The request => Arrange these records as a two-column CSV with the header text,answer and one row per record. Put each value in a single quoted field, replacing line breaks with spaces.

::: Supplied records :::

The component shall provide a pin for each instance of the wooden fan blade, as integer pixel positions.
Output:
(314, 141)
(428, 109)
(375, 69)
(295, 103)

:::

Task response =>
text,answer
"The component shall provide a pin for each instance of the wooden fan blade, as integer pixel positions. Output:","(314, 141) (428, 109) (375, 69) (295, 103)"